[Natural language region descriptions]
◇ ◇ ◇ ◇ ◇

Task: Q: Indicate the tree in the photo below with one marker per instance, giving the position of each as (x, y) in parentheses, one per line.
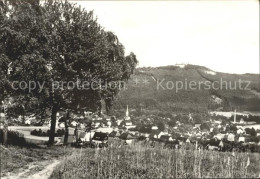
(161, 126)
(57, 45)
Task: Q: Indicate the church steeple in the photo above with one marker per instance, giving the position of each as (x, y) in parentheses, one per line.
(127, 112)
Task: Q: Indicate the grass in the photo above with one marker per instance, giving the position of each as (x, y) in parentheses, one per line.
(14, 159)
(141, 161)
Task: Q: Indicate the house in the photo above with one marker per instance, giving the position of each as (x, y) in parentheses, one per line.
(86, 136)
(164, 138)
(220, 136)
(28, 122)
(74, 123)
(127, 137)
(128, 123)
(113, 134)
(100, 136)
(88, 113)
(221, 144)
(61, 125)
(97, 124)
(162, 133)
(119, 121)
(154, 128)
(231, 137)
(240, 131)
(241, 139)
(242, 121)
(155, 134)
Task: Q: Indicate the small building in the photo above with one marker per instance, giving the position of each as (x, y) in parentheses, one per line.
(74, 123)
(128, 123)
(231, 137)
(28, 122)
(61, 125)
(154, 128)
(241, 139)
(155, 134)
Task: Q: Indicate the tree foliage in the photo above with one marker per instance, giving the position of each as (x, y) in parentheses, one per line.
(62, 47)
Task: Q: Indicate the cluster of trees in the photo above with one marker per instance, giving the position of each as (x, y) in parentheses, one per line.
(58, 42)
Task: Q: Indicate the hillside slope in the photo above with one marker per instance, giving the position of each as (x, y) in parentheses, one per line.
(190, 88)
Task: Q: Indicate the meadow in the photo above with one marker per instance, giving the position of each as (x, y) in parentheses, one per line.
(139, 160)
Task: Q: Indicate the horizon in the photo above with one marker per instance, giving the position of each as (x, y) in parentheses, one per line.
(189, 32)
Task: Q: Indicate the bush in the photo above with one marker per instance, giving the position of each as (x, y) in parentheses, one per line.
(59, 133)
(14, 138)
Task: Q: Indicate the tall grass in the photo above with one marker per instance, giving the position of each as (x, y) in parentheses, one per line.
(141, 161)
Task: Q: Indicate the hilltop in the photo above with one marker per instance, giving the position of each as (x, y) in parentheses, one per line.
(147, 90)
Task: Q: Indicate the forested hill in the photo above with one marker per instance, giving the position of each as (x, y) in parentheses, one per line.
(159, 89)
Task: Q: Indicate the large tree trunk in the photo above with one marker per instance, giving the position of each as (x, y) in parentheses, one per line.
(66, 129)
(53, 124)
(5, 132)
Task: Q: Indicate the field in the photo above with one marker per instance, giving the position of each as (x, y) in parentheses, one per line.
(141, 161)
(17, 162)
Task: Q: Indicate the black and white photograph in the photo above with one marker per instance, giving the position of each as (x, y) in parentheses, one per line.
(129, 89)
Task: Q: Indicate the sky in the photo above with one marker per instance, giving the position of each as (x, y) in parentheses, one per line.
(221, 35)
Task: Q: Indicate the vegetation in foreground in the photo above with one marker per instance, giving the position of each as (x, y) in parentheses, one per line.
(13, 158)
(141, 161)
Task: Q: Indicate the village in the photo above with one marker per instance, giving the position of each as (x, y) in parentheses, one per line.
(214, 134)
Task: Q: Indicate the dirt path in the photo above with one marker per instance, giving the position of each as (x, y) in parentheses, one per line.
(32, 173)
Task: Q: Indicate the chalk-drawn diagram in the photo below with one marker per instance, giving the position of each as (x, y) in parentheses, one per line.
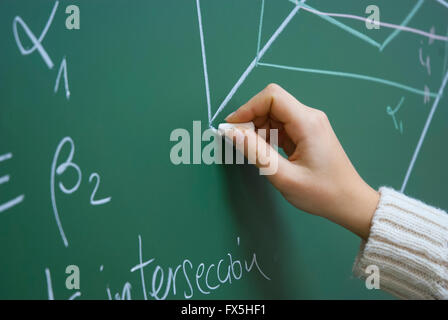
(335, 19)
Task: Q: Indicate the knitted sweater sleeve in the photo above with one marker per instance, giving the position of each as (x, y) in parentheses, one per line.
(408, 242)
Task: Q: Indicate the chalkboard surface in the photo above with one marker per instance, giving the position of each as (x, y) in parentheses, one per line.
(86, 117)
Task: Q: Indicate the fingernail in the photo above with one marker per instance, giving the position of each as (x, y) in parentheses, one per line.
(230, 115)
(239, 135)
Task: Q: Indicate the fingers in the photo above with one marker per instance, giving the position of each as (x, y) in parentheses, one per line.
(273, 102)
(261, 154)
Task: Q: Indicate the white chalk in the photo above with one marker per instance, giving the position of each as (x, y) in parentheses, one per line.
(223, 127)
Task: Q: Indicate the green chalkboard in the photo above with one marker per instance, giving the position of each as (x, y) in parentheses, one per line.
(86, 117)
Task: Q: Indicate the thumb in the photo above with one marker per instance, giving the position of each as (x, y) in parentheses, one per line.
(260, 153)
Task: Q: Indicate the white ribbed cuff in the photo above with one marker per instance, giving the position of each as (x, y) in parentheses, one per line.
(408, 242)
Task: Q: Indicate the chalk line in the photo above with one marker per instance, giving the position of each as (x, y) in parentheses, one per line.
(11, 203)
(346, 28)
(352, 75)
(5, 156)
(443, 3)
(396, 27)
(406, 20)
(361, 35)
(423, 134)
(259, 29)
(204, 62)
(254, 61)
(49, 286)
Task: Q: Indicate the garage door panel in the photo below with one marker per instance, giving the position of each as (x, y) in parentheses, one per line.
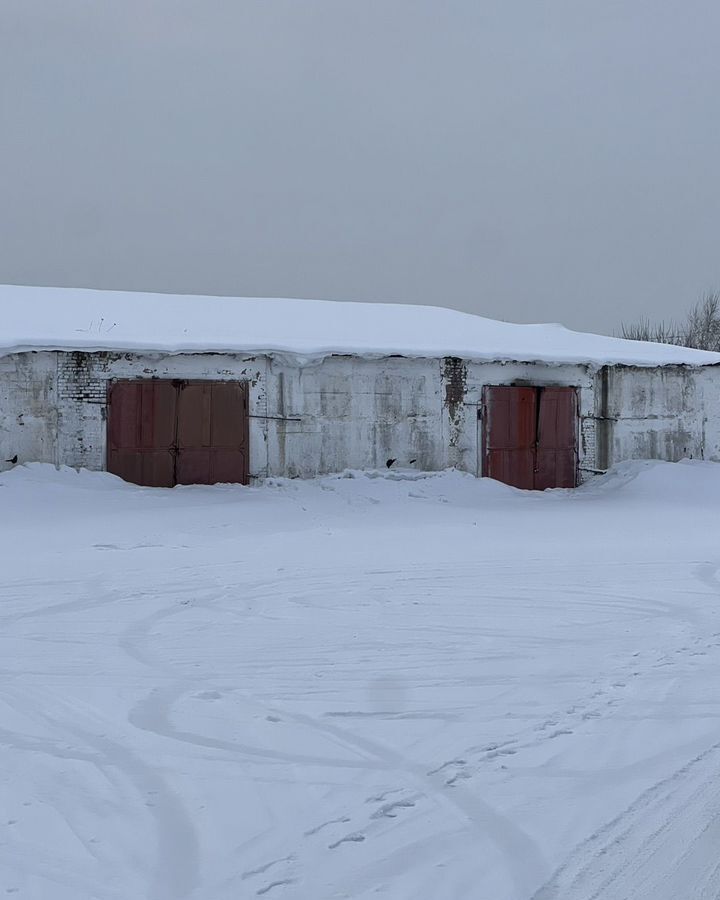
(229, 466)
(555, 469)
(530, 436)
(229, 414)
(511, 415)
(158, 412)
(193, 466)
(163, 432)
(513, 467)
(150, 468)
(557, 420)
(194, 411)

◇ ◇ ◇ ◇ ◇

Problem -> Excluding the pictures, reproduce every entry exactly as given.

Your response ->
Task: Q: Indicate the tree in the photo below with one marker per instance, giving the position of each as (x, y) in parentheses, one per line.
(161, 126)
(57, 45)
Task: Q: Indicate the church steeple in the photo above with one marker per instance, giving the position of each as (x, y) in parentheses, one per line.
(127, 112)
Task: Q: Indicate the grass in the photo above with one marker per instance, giving the position of each as (x, y) in parentheses, one per line.
(14, 159)
(141, 161)
Task: Q: Indicate the house in the photo above with one marker per instance, giving the position of each as (x, y) in parentheses, one per line.
(86, 136)
(164, 138)
(220, 136)
(28, 122)
(74, 123)
(127, 137)
(128, 123)
(113, 134)
(100, 136)
(88, 113)
(221, 144)
(61, 125)
(97, 124)
(162, 133)
(119, 121)
(154, 128)
(231, 137)
(240, 131)
(241, 139)
(242, 121)
(155, 134)
Task: Q: Indicate the small building in the photo above with one marker per instance, giving the position of each as (x, y) in parentheses, one per line.
(74, 123)
(128, 123)
(231, 137)
(28, 122)
(61, 125)
(154, 128)
(241, 139)
(155, 134)
Task: Q: Indicate the tree foliage in the photo above with one marker per instance, giving the position of each as (x, y) in parentheses, one per line.
(62, 47)
Task: Q: Indicate the cluster of trees in the photo above with one marker per instance, giving the position of each as (x, y) in parentheses, one per line.
(58, 42)
Task: Q: Indicate the hillside slope in the photo above with one marker per instance, giving the position of each as (x, y) in parentheses, one per line.
(190, 88)
Task: Q: Indicate the meadow in the photo above with one marker per instance, giving the position of each as (x, y) in parentheses, one per line.
(139, 160)
Task: Q: Indicate the horizon in the photo above with one marker per instance, giving the position of each as (x, y) in parentheses, one per line.
(189, 32)
Task: Q: Indicate the bush in the photo above with one marker per instance, giving the position of each as (x, y) in parentheses, one per line.
(59, 133)
(14, 138)
Task: Q: Indicate the tall grass in the photo above with one marker per instance, giving the position of each as (x, y) in parentheses, one per line.
(141, 161)
Task: Q: Indicate the hilltop in the photo above with one marker per instance, giving the position of each as (x, y) in parentheses, one per line.
(147, 90)
Task: Q: Indicate the forested hill in the photo above with one marker per instance, giving the position of each as (x, y) in parentheses, one per line.
(159, 89)
Task: Q: Indicate the large tree trunk in the photo above with one marker per instance, giving the position of each as (x, y) in parentheses, one per line.
(66, 129)
(53, 124)
(5, 132)
Task: Q: Indicate the field in the photo above with one marker per instance, giving the position of each as (x, y) in parentheses, one per line.
(141, 161)
(17, 162)
Task: Q: Indicate the black and white photograph in the photo above with one marker per instance, giving the position of each as (x, y) in parentheses, one per line.
(129, 89)
Task: Q: Indicate the sky in the photo above with one marker per instance, giving the position of each as (x, y) in parentheses, one per line.
(221, 35)
Task: Q: Indicate the vegetation in foreground in the photo above with one marker per instance, giving the position of each as (x, y) in parentheses, one per line.
(13, 158)
(141, 161)
Task: Q: Indicate the village in the photo above with one marker per instance, giving the position of each as (x, y) in parentheses, one per line.
(214, 134)
Task: Q: Indicate the dirt path in the photo above with one marker per instance, giving the position of each as (x, y) in parentheses, one per line.
(32, 173)
Task: Q: Indicate the chalk-drawn diagram in the photo below with one marker per instance, giving the position of each as (x, y) in parentheses, one per line.
(335, 19)
Task: Q: Indicate the knitted sweater sleeve in the photo above with one marker per instance, giving the position of each as (x, y) in parentheses, one per line.
(408, 242)
Task: Q: Indicate the chalkboard surface in the photo above with one marker per instance, giving the position of each as (x, y) in parentheses, one per line.
(86, 117)
Task: Q: Indicate the fingernail in the photo above with one marker per instance, giving the position of each as (x, y) in parentheses, one per line.
(230, 115)
(239, 135)
Task: Q: Indicate the fingers in the photo above with one marker per instance, giving the position of each as (x, y) in parentheses, one per line.
(273, 102)
(261, 154)
Task: Q: Indicate the white chalk in the photo above with one marker per instance, giving the position of each as (x, y) in parentheses, one per line.
(223, 127)
Task: Q: Indicate the green chalkboard in the photo above with one marker per instance, giving the position of each as (x, y) in parentheses, one per line.
(86, 117)
Task: Q: Indicate the thumb in the photo above with one marker per instance, giving the position of each as (x, y) in parentheses, one per line.
(260, 153)
Task: Q: Indicate the white ribbed cuff in the photo above with one marker per instance, giving the position of each as (x, y) in parentheses, one per line.
(408, 242)
Task: Q: Indicate the chalk line in the photo above with one marker per instance, giving the position of each as (x, y) in parentheses, one per line.
(11, 203)
(346, 28)
(352, 75)
(5, 156)
(443, 3)
(396, 27)
(406, 20)
(361, 35)
(423, 134)
(259, 29)
(204, 62)
(254, 61)
(49, 286)
Task: Q: Indicate the garage door panel in the photo below with one marker per instance, giving the position of each as (x, y) in parentheses, one per line.
(229, 466)
(555, 469)
(530, 436)
(229, 414)
(511, 415)
(158, 412)
(193, 466)
(163, 432)
(513, 467)
(150, 468)
(557, 420)
(194, 411)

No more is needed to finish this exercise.